## What you should do
Reproduce every line of the records below, requests included, raising each pixel coordinate in the answers by 146 and omitting the pictures.

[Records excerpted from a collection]
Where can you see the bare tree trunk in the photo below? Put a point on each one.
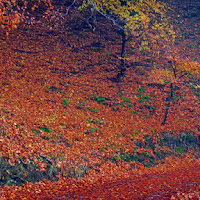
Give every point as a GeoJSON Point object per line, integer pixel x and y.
{"type": "Point", "coordinates": [168, 105]}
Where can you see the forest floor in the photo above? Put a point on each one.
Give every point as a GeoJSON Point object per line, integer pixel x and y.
{"type": "Point", "coordinates": [68, 131]}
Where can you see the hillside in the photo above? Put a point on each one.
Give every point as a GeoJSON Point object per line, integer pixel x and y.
{"type": "Point", "coordinates": [69, 131]}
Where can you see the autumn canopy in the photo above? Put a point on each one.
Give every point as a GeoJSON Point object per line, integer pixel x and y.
{"type": "Point", "coordinates": [99, 99]}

## Response to this task
Where can you see the bare tree trunk in the photo below? Put a point on each one.
Give every point as a GeoJSON Point object per line, integer pixel x and y.
{"type": "Point", "coordinates": [314, 251]}
Where can you see the forest floor in the photo above? Put a point on each one.
Give every point as a GeoJSON Point object per line, integer pixel x and y.
{"type": "Point", "coordinates": [214, 277]}
Where can you see the hillside in the photo above? Put a point on each one.
Give every point as a GeoJSON Point object per line, integer pixel x and y.
{"type": "Point", "coordinates": [215, 277]}
Where can you see the autumn canopy in the photo above? Put a point on each one.
Give every point as a GeoJSON Point object per line, integer pixel x and y.
{"type": "Point", "coordinates": [245, 245]}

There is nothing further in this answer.